Exercise tasks —
a – In the text about the Scenic Skyway and Scenic Railway, how long is the Scenic Skyway ride?
b – Please output the text about the Scenic Skyway and Scenic Railway, starting at the words "The journey now" and stopping after "feels very steep!".
c – List every number written in digits in the text about the Scenic Skyway and Scenic Railway, in the order they appear.
-- BEGIN Text extract --
We visited recently and enjoyed all the rides and the rainforest walk as much as we always have. I liked having the pre-booked times as this means there will never be really long waits in queues.
The journey now starts at HQ and the first ride is the amazing Scenic Skyway.
The Scenic Skyway
If you like standing on a glass-bottomed cable car, suspended 270 metres above some of the most beautiful views in the world, then you’ll love the Scenic Skyway. You really are floating in midair, with amazing 360° views all around and down into the ravines below. The ride is 720 metres across, quite a way.
After your ride on the Scenic Skyway, you take the Scenic Railway down into the rainforest of the Jamison Valley.
The Scenic Railway
The 52-degree incline at one point is the steepest railway incline in the world. And yes, it feels very steep!
And thrill seekers can make it even steeper by tilting their seats to a 64-degree incline. The more sedate amongst us can adjust the tilt to make it less steep too.
The railway goes through a dark tunnel through the rocks at the start, this can be pretty scary for very young children.
The Scenic Railway had its first incarnation as a railway to carry coal from mines at the bottom of the Katoomba escarpement to the top. Coal mining began in 1878. The coal seam was visible and it was fairly easy for miners to start digging into the hillside to extract coal from the seam. At its busiest there were about 40 mines in the area. A railway was an efficient way to get to the coal up to Katoomba.
-- END Text extract --
-- BEGIN Extracted data --
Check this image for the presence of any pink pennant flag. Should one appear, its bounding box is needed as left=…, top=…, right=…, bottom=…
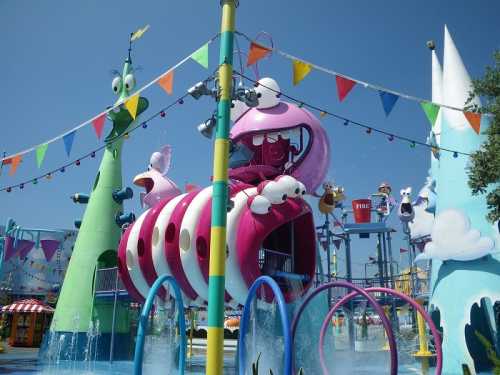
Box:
left=40, top=240, right=60, bottom=262
left=92, top=113, right=106, bottom=139
left=17, top=240, right=35, bottom=258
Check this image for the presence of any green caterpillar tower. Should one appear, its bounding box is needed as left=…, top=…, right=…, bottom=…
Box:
left=51, top=44, right=148, bottom=359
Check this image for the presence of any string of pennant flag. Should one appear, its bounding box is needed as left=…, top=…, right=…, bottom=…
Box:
left=237, top=32, right=489, bottom=134
left=234, top=71, right=470, bottom=158
left=0, top=34, right=219, bottom=176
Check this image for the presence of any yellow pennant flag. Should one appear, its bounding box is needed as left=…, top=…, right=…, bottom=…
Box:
left=125, top=94, right=139, bottom=120
left=130, top=25, right=149, bottom=42
left=292, top=60, right=312, bottom=85
left=158, top=70, right=174, bottom=95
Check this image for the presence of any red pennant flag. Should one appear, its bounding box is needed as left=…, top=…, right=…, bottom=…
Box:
left=247, top=42, right=271, bottom=66
left=335, top=76, right=356, bottom=101
left=464, top=112, right=481, bottom=134
left=158, top=70, right=174, bottom=95
left=92, top=113, right=106, bottom=139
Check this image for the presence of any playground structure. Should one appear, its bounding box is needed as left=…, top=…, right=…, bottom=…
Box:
left=0, top=0, right=500, bottom=375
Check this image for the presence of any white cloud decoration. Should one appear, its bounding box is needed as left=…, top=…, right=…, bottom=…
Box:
left=415, top=209, right=494, bottom=261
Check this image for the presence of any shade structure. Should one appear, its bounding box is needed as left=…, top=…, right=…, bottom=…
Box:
left=2, top=299, right=54, bottom=314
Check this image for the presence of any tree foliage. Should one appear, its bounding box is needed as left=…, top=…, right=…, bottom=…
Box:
left=467, top=50, right=500, bottom=222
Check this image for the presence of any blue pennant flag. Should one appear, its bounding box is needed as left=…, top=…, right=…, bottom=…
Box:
left=379, top=91, right=399, bottom=116
left=63, top=130, right=76, bottom=157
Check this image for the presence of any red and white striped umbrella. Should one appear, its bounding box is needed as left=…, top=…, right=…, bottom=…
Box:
left=2, top=299, right=54, bottom=313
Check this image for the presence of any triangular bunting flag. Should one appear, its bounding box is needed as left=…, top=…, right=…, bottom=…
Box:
left=125, top=94, right=139, bottom=120
left=379, top=91, right=399, bottom=116
left=191, top=43, right=208, bottom=69
left=9, top=155, right=22, bottom=176
left=40, top=240, right=60, bottom=262
left=464, top=112, right=481, bottom=134
left=420, top=102, right=441, bottom=126
left=158, top=70, right=174, bottom=95
left=17, top=240, right=35, bottom=258
left=247, top=42, right=271, bottom=66
left=92, top=113, right=106, bottom=139
left=63, top=130, right=76, bottom=157
left=416, top=242, right=425, bottom=252
left=36, top=143, right=49, bottom=168
left=292, top=60, right=312, bottom=85
left=4, top=236, right=17, bottom=261
left=335, top=76, right=356, bottom=102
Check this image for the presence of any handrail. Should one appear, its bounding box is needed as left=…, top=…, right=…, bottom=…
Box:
left=238, top=276, right=292, bottom=375
left=134, top=275, right=187, bottom=375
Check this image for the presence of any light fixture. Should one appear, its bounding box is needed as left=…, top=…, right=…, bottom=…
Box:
left=188, top=81, right=217, bottom=100
left=197, top=116, right=217, bottom=139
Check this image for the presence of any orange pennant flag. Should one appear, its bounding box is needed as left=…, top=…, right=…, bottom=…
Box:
left=158, top=70, right=174, bottom=95
left=464, top=112, right=481, bottom=134
left=247, top=42, right=271, bottom=66
left=9, top=155, right=22, bottom=176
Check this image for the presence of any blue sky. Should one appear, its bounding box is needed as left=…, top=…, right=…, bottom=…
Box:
left=0, top=0, right=500, bottom=271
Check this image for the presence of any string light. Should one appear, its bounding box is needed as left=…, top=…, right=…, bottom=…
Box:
left=235, top=31, right=491, bottom=116
left=234, top=71, right=470, bottom=156
left=0, top=33, right=220, bottom=166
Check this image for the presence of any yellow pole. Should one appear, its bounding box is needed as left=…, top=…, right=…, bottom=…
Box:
left=206, top=0, right=239, bottom=375
left=413, top=299, right=433, bottom=375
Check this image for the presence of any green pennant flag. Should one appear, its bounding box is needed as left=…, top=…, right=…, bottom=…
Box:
left=420, top=102, right=441, bottom=126
left=191, top=43, right=208, bottom=69
left=36, top=143, right=49, bottom=168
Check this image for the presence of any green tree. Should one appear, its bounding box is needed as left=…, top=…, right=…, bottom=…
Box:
left=467, top=50, right=500, bottom=222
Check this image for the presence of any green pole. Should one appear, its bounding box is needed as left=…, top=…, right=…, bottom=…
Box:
left=206, top=0, right=239, bottom=375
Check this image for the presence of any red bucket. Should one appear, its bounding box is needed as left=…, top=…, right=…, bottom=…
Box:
left=352, top=199, right=372, bottom=223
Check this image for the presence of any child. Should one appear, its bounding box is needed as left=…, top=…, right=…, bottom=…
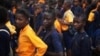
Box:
left=0, top=6, right=10, bottom=56
left=15, top=9, right=47, bottom=56
left=38, top=12, right=63, bottom=56
left=71, top=15, right=91, bottom=56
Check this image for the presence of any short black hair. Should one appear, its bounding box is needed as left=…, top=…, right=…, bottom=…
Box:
left=0, top=6, right=8, bottom=24
left=43, top=12, right=55, bottom=21
left=16, top=8, right=30, bottom=20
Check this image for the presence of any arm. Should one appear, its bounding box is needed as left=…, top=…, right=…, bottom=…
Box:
left=52, top=32, right=63, bottom=55
left=88, top=12, right=94, bottom=22
left=29, top=32, right=47, bottom=56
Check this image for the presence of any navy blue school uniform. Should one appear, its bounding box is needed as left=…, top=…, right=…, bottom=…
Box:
left=0, top=26, right=10, bottom=56
left=39, top=29, right=63, bottom=53
left=71, top=32, right=91, bottom=56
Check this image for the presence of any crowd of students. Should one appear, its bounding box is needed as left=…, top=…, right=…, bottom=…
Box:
left=0, top=0, right=100, bottom=56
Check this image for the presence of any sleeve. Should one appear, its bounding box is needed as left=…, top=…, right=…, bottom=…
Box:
left=54, top=19, right=61, bottom=33
left=0, top=31, right=10, bottom=55
left=95, top=30, right=100, bottom=47
left=80, top=37, right=92, bottom=56
left=52, top=32, right=63, bottom=52
left=88, top=12, right=94, bottom=22
left=29, top=32, right=47, bottom=56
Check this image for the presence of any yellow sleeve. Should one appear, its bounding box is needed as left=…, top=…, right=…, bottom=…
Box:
left=54, top=19, right=61, bottom=33
left=88, top=12, right=94, bottom=22
left=6, top=21, right=16, bottom=35
left=28, top=32, right=47, bottom=56
left=66, top=13, right=74, bottom=23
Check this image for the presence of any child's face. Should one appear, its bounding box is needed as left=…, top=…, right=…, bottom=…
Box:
left=74, top=0, right=79, bottom=5
left=43, top=16, right=53, bottom=27
left=15, top=13, right=28, bottom=29
left=73, top=18, right=84, bottom=30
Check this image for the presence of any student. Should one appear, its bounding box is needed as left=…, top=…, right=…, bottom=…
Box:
left=38, top=12, right=63, bottom=56
left=93, top=5, right=100, bottom=56
left=71, top=15, right=92, bottom=56
left=0, top=6, right=10, bottom=56
left=33, top=4, right=43, bottom=32
left=71, top=0, right=83, bottom=16
left=15, top=9, right=47, bottom=56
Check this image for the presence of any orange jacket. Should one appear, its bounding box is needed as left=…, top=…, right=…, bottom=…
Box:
left=16, top=25, right=47, bottom=56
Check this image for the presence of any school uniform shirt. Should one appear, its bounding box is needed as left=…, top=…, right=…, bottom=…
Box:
left=34, top=13, right=43, bottom=32
left=54, top=19, right=62, bottom=33
left=71, top=32, right=92, bottom=56
left=16, top=25, right=47, bottom=56
left=62, top=9, right=74, bottom=31
left=88, top=10, right=96, bottom=22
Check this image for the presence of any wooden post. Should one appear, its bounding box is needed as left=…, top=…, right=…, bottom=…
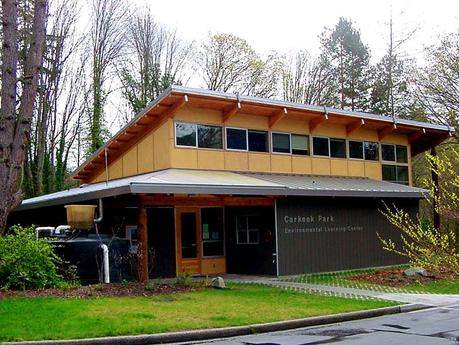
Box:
left=137, top=206, right=148, bottom=283
left=430, top=147, right=441, bottom=230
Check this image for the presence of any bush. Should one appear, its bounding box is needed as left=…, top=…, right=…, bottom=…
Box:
left=0, top=225, right=65, bottom=290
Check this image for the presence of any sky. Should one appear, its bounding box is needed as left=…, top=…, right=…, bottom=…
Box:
left=129, top=0, right=459, bottom=62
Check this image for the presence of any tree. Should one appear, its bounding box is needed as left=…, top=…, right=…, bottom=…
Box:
left=414, top=32, right=459, bottom=143
left=381, top=150, right=459, bottom=275
left=119, top=8, right=193, bottom=116
left=197, top=34, right=277, bottom=97
left=88, top=0, right=129, bottom=154
left=370, top=15, right=417, bottom=118
left=0, top=0, right=48, bottom=233
left=281, top=51, right=337, bottom=107
left=321, top=18, right=370, bottom=110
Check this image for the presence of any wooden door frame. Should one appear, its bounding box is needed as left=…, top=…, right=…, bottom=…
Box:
left=174, top=206, right=202, bottom=274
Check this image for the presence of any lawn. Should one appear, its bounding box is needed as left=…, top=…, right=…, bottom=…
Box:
left=0, top=284, right=394, bottom=341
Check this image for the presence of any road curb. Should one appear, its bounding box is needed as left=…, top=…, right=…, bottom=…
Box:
left=0, top=304, right=432, bottom=345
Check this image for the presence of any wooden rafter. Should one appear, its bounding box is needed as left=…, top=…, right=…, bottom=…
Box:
left=378, top=123, right=397, bottom=140
left=223, top=102, right=241, bottom=123
left=408, top=128, right=426, bottom=144
left=269, top=108, right=287, bottom=128
left=309, top=113, right=328, bottom=134
left=162, top=95, right=188, bottom=119
left=346, top=119, right=365, bottom=136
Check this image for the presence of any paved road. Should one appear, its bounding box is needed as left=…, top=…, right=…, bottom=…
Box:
left=181, top=304, right=459, bottom=345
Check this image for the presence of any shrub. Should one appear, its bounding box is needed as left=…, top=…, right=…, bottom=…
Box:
left=0, top=225, right=64, bottom=290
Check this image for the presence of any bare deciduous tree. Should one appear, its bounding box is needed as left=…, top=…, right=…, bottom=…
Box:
left=0, top=0, right=48, bottom=233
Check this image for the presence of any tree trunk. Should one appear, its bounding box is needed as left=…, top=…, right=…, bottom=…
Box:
left=0, top=0, right=47, bottom=234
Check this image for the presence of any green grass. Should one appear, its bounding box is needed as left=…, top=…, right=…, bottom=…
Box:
left=0, top=284, right=394, bottom=341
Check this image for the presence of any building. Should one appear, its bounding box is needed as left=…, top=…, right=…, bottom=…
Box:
left=16, top=86, right=452, bottom=277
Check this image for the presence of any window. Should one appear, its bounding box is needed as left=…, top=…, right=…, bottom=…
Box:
left=381, top=144, right=395, bottom=162
left=226, top=128, right=247, bottom=151
left=248, top=129, right=268, bottom=152
left=201, top=207, right=225, bottom=256
left=271, top=133, right=290, bottom=153
left=330, top=138, right=346, bottom=158
left=363, top=141, right=379, bottom=161
left=349, top=140, right=363, bottom=159
left=397, top=145, right=408, bottom=163
left=312, top=137, right=330, bottom=157
left=236, top=215, right=261, bottom=244
left=291, top=134, right=309, bottom=155
left=382, top=165, right=409, bottom=184
left=175, top=122, right=196, bottom=147
left=198, top=125, right=223, bottom=149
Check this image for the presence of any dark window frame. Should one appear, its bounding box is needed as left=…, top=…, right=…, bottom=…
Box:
left=224, top=126, right=249, bottom=152
left=271, top=132, right=292, bottom=155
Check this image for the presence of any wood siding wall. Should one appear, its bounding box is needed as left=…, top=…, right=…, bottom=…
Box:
left=90, top=107, right=412, bottom=184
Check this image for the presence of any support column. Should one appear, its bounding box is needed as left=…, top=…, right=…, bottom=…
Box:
left=137, top=206, right=148, bottom=283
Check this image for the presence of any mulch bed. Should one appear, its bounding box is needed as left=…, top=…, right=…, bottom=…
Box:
left=347, top=269, right=457, bottom=287
left=0, top=283, right=204, bottom=299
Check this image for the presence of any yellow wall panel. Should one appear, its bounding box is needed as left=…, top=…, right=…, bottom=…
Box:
left=249, top=153, right=271, bottom=172
left=197, top=149, right=225, bottom=170
left=271, top=155, right=292, bottom=173
left=365, top=162, right=382, bottom=180
left=137, top=133, right=154, bottom=174
left=201, top=257, right=226, bottom=274
left=171, top=147, right=198, bottom=169
left=122, top=146, right=138, bottom=176
left=347, top=159, right=365, bottom=176
left=108, top=158, right=123, bottom=180
left=330, top=159, right=348, bottom=176
left=311, top=157, right=330, bottom=175
left=225, top=151, right=249, bottom=171
left=312, top=123, right=346, bottom=138
left=292, top=155, right=312, bottom=174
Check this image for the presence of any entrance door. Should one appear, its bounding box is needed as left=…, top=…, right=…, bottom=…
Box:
left=175, top=207, right=201, bottom=274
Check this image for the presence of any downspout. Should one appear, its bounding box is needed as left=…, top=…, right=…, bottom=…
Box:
left=94, top=198, right=110, bottom=284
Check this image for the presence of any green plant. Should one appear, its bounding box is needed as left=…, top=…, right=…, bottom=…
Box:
left=0, top=225, right=64, bottom=290
left=175, top=271, right=191, bottom=285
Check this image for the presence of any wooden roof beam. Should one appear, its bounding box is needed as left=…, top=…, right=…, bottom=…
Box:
-- END Extracted data --
List of solutions —
a – 720 metres across.

b –
The journey now starts at HQ and the first ride is the amazing Scenic Skyway.
The Scenic Skyway
If you like standing on a glass-bottomed cable car, suspended 270 metres above some of the most beautiful views in the world, then you’ll love the Scenic Skyway. You really are floating in midair, with amazing 360° views all around and down into the ravines below. The ride is 720 metres across, quite a way.
After your ride on the Scenic Skyway, you take the Scenic Railway down into the rainforest of the Jamison Valley.
The Scenic Railway
The 52-degree incline at one point is the steepest railway incline in the world. And yes, it feels very steep!

c – 270, 360, 720, 52, 64, 1878, 40